At the same time, sovereign investment funds with more aggressive mandates have provided a significant bid for risk assets. About 30% of government oil savings flowed into aggressive, return-oriented sovereign investment funds. This implies a diversified asset allocation, both in terms of currency denomination and risk. The equity allocation in these funds is estimated to be in the range of 40-60%, with substantial interest in Asian equities by Gulf investment funds. These funds also have allocations in alternative strategies like real estate and place a portion of their funds with external managers, both real money managers and hedge funds.
Understanding the asset preferences of oil exporters is only one half of the equation, if we wish to analyze the impact of petrodollars on asset prices. The other half is comparing those asset preferences to the preferences of the other agents in the global economy from whom the oil surpluses were transferred. Figure 11 shows the increase in the consolidated trade surplus of oil exporters with the rest of the world. Between 2002 and 2005, the consolidated surplus increased by $280 billion (from $155 billion to $435 billion). The figure also shows the composition of the increase in the trade surplus by region: the oil exporter surplus with Industrialized Europe increased by $82 billion (29% of the total increase), with Asia by $81 billion (29% of the increase), with the U.S. and Anglophone Countries by $65 billion (23% of the increase), and with Developing Countries by $52 billion (19% of the increase). Therefore in approximate terms, each $1 increase in the trade surplus of oil exporters on average transferred 30¢ to oil exporters from Industrialized Europe, 30¢ from Asian countries, 20¢ from Anglophone Countries (primarily the United States), and 20¢ from Developing Countries. The key question is:
What would those agents have done with the funds vs. oil exporters?
A framework for analyzing this counterfactual is presented in Figure 12. The first step is to enumerate the differences in asset preferences between oil exporters and counterparts in Asia, the U.S., and Europe. As we have seen, oil exporters as a bloc have diversified asset preferences that span non-risk assets and risk assets, as well as dollar- and non-dollar assets. Other agents have more focused asset preferences either in terms of risk (Asian central banks) or currency (home bias in U.S. and Europe).
The second step is to trace out how each $1 increase in oil savings reallocates funds within the global economy. In reality this is a complex general equilibrium process in which a range of variables interact. To simplify the problem, we focus only on whether households in the U.S. and Europe react to a rise in energy prices by reducing consumption of other goods (possibility 1) or not reducing consumption of other goods (possibility 2). Because we consider possibility 2 more plausible – and consistent with the changes in global trade balances observed in recent years – we use this as the baseline assumption for the rest of the analysis here. This is important because some writing on the petrodollar issue focuses only on the contrast between Asian preferences for low-risk assets versus oil exporter preferences for risk assets. The framework here shows that oil exporter preferences must be compared to both Asian asset preferences and U.S./European asset preferences.
Bringing these elements together, one unambiguous conclusion is that a transfer of funds to oil exporters should boost relative demand for non-dollar/non-euro assets, particularly risk assets, which is consistent with the strength of emerging market currencies and equities that we have seen in the last few years. Other outcomes are more ambiguous, for example, the impact on U.S. and European risk assets such as corporate fixed income and equities, for which home bias demand would otherwise be present.

────────

Aim:
Answer these questions using the petrodollar text above.
1. What share of government oil savings flowed into aggressive, return-oriented sovereign investment funds?
2. By how much did the consolidated trade surplus of oil exporters rise between 2002 and 2005?
3. Which possibility serves as the baseline assumption for the rest of the analysis?

────────

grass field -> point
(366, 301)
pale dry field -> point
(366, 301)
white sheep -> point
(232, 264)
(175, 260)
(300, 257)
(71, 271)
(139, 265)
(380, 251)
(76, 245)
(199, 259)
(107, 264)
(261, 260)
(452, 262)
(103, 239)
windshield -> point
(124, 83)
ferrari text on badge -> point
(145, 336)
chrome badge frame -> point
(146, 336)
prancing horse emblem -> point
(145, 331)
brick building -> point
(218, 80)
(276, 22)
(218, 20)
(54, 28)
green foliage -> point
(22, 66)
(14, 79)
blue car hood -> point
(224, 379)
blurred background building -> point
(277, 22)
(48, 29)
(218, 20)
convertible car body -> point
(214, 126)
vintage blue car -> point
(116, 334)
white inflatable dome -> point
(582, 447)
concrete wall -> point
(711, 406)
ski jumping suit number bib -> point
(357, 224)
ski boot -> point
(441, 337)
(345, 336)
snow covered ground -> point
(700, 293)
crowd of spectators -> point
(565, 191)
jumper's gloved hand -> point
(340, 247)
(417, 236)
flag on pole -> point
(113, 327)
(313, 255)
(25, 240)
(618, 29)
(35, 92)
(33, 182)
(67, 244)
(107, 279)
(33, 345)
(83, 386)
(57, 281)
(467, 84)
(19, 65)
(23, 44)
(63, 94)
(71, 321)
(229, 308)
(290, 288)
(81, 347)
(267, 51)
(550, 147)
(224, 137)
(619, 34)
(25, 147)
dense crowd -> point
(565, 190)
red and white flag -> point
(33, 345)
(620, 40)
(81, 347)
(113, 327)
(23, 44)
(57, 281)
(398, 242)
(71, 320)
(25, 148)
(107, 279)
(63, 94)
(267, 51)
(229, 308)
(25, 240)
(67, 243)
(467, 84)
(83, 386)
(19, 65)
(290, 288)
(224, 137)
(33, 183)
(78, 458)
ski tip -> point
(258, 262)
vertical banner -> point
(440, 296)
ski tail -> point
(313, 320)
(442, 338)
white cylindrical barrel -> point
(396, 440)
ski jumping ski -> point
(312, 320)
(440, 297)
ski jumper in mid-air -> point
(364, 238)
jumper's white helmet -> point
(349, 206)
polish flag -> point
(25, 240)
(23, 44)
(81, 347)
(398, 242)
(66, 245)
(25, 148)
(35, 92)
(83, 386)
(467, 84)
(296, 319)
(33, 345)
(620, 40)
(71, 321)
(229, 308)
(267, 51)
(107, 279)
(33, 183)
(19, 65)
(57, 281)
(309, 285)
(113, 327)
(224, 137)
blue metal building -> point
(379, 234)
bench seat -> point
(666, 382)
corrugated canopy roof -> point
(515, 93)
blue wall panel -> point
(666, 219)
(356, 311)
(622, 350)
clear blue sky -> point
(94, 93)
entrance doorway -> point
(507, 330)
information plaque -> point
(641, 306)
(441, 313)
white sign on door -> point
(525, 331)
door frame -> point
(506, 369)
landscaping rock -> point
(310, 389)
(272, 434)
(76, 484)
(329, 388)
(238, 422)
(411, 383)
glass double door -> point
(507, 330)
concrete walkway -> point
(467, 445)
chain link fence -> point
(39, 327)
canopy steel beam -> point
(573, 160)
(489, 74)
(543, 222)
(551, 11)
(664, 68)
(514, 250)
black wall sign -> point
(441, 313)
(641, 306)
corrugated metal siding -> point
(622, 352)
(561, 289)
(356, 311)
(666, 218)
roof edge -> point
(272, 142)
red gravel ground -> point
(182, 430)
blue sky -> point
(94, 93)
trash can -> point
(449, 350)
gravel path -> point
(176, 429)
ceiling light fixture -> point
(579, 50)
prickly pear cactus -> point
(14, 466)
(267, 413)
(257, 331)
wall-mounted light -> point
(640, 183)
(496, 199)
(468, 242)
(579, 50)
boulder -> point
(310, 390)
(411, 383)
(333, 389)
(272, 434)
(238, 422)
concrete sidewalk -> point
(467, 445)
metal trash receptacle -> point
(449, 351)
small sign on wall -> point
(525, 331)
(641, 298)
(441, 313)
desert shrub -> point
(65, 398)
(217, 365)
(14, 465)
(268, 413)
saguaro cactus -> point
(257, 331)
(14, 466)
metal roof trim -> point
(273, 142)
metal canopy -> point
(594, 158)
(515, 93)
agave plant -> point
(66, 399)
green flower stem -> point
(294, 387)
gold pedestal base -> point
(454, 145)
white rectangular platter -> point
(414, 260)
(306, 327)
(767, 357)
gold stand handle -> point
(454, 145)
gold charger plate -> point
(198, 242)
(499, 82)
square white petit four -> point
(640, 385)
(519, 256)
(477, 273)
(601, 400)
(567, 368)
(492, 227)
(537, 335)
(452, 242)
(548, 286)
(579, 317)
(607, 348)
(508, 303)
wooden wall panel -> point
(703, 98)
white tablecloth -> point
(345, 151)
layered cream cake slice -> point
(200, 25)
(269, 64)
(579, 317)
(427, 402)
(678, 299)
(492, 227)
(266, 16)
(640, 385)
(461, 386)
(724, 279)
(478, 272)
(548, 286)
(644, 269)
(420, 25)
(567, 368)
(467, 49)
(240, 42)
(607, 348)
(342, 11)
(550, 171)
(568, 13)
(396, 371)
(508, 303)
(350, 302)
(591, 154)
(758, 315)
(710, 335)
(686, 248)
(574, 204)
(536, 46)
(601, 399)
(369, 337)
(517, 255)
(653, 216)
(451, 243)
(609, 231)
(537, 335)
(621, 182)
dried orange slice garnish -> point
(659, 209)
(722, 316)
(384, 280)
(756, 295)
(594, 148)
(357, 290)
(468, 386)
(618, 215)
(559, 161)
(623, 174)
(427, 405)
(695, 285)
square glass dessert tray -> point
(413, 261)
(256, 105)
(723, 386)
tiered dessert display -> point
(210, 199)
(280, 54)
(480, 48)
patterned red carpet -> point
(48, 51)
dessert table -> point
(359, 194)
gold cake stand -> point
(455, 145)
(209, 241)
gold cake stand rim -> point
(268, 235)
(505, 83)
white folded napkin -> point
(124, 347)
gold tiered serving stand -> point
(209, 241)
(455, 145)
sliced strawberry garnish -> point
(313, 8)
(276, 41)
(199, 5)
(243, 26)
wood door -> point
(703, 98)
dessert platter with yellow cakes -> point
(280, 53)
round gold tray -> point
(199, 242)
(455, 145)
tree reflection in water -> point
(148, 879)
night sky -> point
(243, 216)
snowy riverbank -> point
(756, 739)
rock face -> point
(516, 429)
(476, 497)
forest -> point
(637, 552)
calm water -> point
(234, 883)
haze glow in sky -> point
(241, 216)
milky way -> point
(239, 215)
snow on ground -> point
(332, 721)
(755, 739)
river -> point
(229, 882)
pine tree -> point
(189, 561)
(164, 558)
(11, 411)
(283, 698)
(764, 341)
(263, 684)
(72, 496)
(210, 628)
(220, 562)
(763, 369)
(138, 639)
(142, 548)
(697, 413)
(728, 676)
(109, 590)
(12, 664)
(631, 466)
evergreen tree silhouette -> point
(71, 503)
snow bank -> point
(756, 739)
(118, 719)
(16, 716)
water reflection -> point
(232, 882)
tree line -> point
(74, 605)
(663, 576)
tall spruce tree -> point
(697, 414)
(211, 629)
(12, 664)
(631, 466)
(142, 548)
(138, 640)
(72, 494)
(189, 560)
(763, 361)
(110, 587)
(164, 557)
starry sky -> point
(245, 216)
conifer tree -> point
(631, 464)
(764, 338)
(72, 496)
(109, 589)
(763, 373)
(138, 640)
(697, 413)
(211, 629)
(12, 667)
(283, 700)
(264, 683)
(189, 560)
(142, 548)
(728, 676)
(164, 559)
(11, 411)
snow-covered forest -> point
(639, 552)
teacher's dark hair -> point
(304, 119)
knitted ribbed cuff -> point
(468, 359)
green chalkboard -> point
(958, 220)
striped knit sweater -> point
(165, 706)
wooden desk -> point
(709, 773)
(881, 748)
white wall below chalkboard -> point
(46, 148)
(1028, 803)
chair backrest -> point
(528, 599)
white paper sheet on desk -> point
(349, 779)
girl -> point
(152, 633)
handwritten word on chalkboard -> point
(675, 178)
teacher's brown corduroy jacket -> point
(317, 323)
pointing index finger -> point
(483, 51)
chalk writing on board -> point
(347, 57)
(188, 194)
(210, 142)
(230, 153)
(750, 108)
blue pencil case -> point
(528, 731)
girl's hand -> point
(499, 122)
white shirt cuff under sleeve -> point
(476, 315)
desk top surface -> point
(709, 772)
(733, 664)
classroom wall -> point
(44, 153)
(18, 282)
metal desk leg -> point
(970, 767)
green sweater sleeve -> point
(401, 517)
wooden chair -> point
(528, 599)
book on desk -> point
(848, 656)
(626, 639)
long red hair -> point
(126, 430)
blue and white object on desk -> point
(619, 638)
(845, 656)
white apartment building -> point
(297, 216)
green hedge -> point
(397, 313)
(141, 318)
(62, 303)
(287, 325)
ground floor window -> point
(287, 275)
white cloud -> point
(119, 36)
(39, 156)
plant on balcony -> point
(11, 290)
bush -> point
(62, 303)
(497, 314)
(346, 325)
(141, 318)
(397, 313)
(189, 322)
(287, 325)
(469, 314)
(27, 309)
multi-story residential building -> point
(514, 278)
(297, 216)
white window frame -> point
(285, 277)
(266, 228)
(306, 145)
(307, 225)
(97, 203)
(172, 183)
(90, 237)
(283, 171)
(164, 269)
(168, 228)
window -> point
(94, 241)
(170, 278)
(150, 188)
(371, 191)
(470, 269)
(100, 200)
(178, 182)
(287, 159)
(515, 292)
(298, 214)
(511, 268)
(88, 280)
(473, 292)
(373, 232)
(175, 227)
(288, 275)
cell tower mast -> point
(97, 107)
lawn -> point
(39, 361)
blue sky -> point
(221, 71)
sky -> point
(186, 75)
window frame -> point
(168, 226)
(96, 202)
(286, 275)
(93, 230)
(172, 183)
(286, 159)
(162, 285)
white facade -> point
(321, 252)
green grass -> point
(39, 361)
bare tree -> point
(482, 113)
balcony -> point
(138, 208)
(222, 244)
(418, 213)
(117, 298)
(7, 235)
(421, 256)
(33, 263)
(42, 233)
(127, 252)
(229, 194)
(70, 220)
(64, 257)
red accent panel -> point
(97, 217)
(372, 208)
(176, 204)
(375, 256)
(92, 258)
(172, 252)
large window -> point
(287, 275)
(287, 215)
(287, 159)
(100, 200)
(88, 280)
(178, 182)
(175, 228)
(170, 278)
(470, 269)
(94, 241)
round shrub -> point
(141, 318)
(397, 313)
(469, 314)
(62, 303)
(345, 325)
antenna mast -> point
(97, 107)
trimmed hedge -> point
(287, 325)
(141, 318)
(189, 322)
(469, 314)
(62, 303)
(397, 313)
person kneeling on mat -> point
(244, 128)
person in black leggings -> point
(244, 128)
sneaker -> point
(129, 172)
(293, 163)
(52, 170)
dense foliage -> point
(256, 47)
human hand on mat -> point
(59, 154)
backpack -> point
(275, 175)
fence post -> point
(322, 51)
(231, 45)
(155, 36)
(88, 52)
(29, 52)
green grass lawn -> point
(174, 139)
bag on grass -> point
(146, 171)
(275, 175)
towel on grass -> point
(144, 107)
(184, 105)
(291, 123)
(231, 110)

────────

Task answer:
1. About 30%.
2. By $280 billion, from $155 billion to $435 billion.
3. Possibility 2: households in the U.S. and Europe do not reduce their consumption of other goods when energy prices rise.